*Given instruction*: How many lines in the records below contain the string "fence"? Case counts; reply with the number only.

━━ Extracted data

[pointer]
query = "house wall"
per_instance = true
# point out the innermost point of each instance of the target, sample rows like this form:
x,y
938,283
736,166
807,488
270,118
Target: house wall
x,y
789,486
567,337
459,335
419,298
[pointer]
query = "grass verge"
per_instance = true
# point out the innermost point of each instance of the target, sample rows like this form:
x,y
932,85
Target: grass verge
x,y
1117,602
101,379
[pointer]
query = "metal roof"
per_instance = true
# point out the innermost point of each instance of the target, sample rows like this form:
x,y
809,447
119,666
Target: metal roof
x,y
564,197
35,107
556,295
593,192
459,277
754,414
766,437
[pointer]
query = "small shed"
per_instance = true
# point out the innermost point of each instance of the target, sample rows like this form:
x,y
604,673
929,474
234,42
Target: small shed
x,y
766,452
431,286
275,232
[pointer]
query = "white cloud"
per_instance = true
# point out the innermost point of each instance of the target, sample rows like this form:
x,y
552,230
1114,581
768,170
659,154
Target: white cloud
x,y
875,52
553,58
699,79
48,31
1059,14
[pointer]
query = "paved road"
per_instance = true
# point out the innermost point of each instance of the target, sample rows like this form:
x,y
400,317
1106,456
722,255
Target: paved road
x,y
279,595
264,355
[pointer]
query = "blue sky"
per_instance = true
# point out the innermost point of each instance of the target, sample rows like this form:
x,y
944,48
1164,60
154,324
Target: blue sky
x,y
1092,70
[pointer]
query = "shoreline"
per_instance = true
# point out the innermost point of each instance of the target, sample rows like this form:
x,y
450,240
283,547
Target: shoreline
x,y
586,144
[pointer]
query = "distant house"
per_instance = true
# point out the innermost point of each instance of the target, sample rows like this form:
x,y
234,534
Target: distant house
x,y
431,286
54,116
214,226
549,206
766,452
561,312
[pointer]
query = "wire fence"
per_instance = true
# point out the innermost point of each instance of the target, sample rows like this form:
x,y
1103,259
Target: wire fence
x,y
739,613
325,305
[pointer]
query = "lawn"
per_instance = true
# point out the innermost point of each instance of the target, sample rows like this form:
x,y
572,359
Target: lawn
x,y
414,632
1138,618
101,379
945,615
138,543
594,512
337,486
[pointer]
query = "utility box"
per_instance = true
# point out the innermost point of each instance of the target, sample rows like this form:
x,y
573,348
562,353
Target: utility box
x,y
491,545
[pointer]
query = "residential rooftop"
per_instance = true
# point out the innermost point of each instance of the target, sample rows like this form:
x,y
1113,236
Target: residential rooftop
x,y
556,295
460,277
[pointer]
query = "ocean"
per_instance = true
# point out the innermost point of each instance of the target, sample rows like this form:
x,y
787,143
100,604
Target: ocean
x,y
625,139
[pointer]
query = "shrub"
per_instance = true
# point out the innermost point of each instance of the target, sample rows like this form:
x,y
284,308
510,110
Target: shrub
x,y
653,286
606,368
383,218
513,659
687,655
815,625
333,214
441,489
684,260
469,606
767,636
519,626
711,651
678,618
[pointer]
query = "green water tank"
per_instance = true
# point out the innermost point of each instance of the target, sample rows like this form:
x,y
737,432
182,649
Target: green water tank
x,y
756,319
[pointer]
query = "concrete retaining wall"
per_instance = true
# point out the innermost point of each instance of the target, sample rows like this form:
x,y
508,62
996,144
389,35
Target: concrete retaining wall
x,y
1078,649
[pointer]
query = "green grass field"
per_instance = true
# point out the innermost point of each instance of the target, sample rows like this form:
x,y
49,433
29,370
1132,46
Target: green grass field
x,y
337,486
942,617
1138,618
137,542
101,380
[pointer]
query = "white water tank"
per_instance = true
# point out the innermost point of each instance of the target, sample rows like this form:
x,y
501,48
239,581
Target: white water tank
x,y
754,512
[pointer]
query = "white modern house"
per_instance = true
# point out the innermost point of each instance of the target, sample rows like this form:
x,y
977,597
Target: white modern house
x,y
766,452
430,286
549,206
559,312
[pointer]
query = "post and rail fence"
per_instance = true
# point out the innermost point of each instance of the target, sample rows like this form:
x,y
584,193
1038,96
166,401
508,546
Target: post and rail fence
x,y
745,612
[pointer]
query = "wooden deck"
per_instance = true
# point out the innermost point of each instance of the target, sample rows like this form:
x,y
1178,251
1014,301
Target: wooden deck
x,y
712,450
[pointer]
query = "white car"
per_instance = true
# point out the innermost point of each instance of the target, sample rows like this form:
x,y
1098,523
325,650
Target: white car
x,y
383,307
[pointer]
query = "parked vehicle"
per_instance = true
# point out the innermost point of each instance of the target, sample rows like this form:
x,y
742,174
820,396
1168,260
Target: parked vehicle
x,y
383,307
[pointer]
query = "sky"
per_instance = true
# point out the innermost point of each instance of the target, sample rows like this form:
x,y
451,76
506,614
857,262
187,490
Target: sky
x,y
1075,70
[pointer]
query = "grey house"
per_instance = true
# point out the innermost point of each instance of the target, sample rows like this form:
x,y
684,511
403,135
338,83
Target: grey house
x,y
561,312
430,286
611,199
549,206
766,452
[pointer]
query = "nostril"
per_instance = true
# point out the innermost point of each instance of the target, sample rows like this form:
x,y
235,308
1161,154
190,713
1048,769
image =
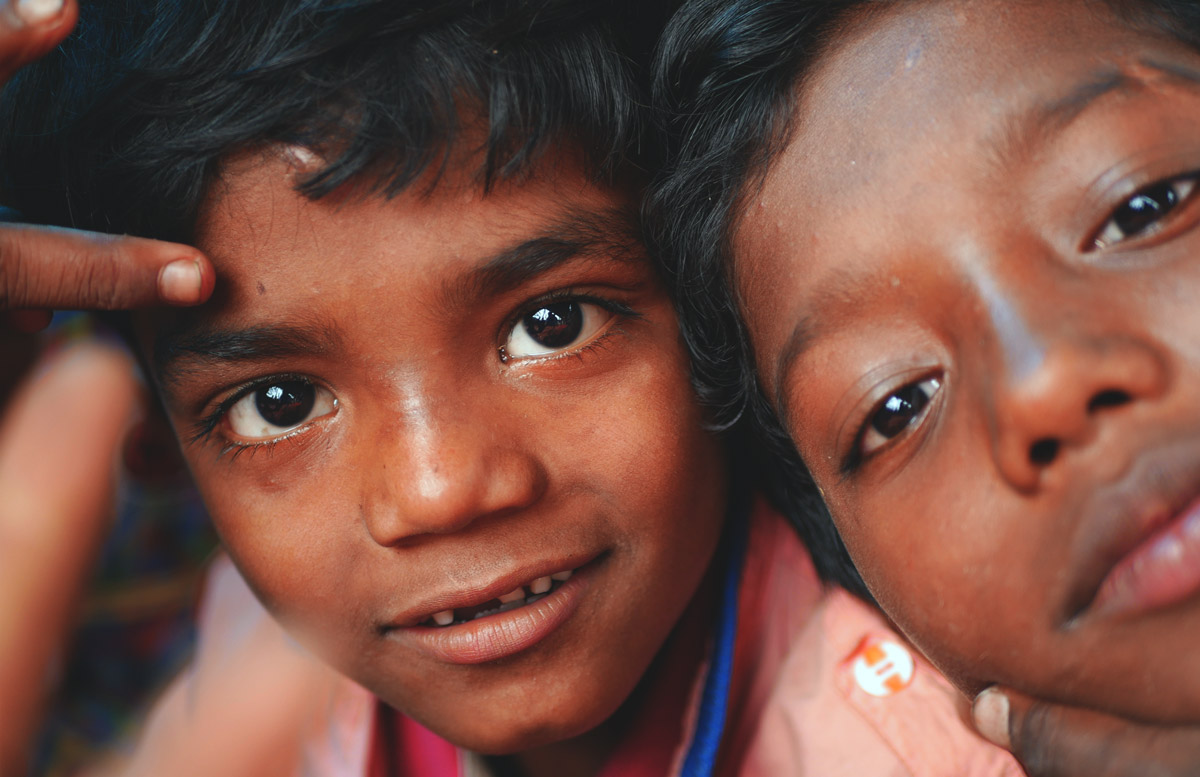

━━━━

*Result for this task*: 4